In the listing beneath this line, copy exactly the lines starting with the one containing "point(406, 221)" and going on through the one containing "horizon shown in this photo, matching this sample?".
RECORDS Block Start
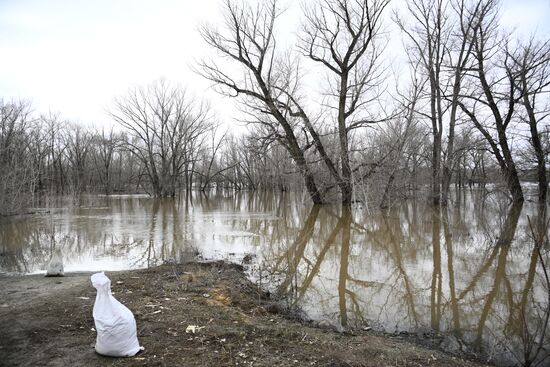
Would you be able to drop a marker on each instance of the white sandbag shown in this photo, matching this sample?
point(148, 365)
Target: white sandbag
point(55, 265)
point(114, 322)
RECORDS Block End
RECORDS Block Start
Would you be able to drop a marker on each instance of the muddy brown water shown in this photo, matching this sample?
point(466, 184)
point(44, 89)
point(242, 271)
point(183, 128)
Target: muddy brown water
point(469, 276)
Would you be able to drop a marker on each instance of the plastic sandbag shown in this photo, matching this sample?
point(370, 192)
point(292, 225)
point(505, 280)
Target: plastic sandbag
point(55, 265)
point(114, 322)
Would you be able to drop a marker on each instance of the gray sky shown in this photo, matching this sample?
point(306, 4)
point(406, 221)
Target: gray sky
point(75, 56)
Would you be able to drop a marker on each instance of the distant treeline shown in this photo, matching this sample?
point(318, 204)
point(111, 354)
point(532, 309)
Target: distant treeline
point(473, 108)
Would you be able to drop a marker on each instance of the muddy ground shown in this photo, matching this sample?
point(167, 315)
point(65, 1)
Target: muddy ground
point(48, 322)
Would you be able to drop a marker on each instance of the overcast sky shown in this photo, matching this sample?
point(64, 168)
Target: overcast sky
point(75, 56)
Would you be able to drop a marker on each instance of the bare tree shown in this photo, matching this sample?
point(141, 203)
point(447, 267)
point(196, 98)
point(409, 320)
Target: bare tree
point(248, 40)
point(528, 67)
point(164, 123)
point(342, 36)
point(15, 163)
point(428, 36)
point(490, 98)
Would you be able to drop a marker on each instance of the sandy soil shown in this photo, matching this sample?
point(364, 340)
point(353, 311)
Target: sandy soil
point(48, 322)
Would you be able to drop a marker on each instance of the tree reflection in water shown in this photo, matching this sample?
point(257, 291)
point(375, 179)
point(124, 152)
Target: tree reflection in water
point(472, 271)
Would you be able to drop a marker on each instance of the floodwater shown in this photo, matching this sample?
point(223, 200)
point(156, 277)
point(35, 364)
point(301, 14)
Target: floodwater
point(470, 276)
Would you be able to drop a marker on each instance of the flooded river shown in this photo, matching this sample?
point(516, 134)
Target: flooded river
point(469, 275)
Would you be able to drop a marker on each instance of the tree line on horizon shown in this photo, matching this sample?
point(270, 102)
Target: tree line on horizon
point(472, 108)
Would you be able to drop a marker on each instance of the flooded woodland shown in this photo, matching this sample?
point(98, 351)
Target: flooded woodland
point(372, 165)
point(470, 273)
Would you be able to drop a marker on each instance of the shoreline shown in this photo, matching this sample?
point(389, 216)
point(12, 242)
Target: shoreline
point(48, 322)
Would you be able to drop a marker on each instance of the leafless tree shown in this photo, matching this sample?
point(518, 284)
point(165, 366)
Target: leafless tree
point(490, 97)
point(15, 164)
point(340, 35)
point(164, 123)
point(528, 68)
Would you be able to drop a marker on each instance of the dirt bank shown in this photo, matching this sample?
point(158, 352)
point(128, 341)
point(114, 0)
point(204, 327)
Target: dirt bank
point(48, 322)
RECORDS Block End
- [EXERCISE RESPONSE]
point(406, 221)
Target: gray sky
point(75, 56)
Would you be able to drop a marker on each instance of the distant treeline shown in this photo, matching this sample?
point(318, 204)
point(111, 354)
point(532, 309)
Target: distant treeline
point(473, 108)
Would you be able to drop a marker on each instance of the muddy ground shown in this photo, matching this sample?
point(167, 315)
point(65, 1)
Target: muddy ground
point(48, 322)
Would you be able to drop a marker on each instance of the overcast sky shown in this photo, matching this sample?
point(64, 168)
Target: overcast sky
point(75, 56)
Would you be able to drop a marker on each instance of the bare tree shown in this photo, matching this sample?
point(141, 203)
point(447, 267)
point(196, 98)
point(409, 320)
Target: bare tree
point(248, 40)
point(528, 67)
point(164, 123)
point(342, 36)
point(15, 163)
point(428, 36)
point(490, 98)
Would you be able to drop a marker on each instance of the sandy soil shown in this photo, matching this sample?
point(364, 340)
point(353, 311)
Target: sandy soil
point(48, 322)
Would you be able to drop a marker on each instance of the tree reflection in water shown in this photo, matching this sample?
point(257, 291)
point(375, 179)
point(124, 152)
Target: tree reflection in water
point(472, 271)
Would you be able to drop a marker on each instance of the floodwater shown in this photo, matching this sample?
point(223, 200)
point(156, 277)
point(35, 364)
point(301, 14)
Target: floodwater
point(470, 276)
Would you be able to drop a marker on each instance of the flooded river shown in this photo, matching this sample?
point(516, 134)
Target: flooded river
point(469, 275)
Would you be able to drop a marker on each instance of the tree line on horizon shown in this photo, matching this sample?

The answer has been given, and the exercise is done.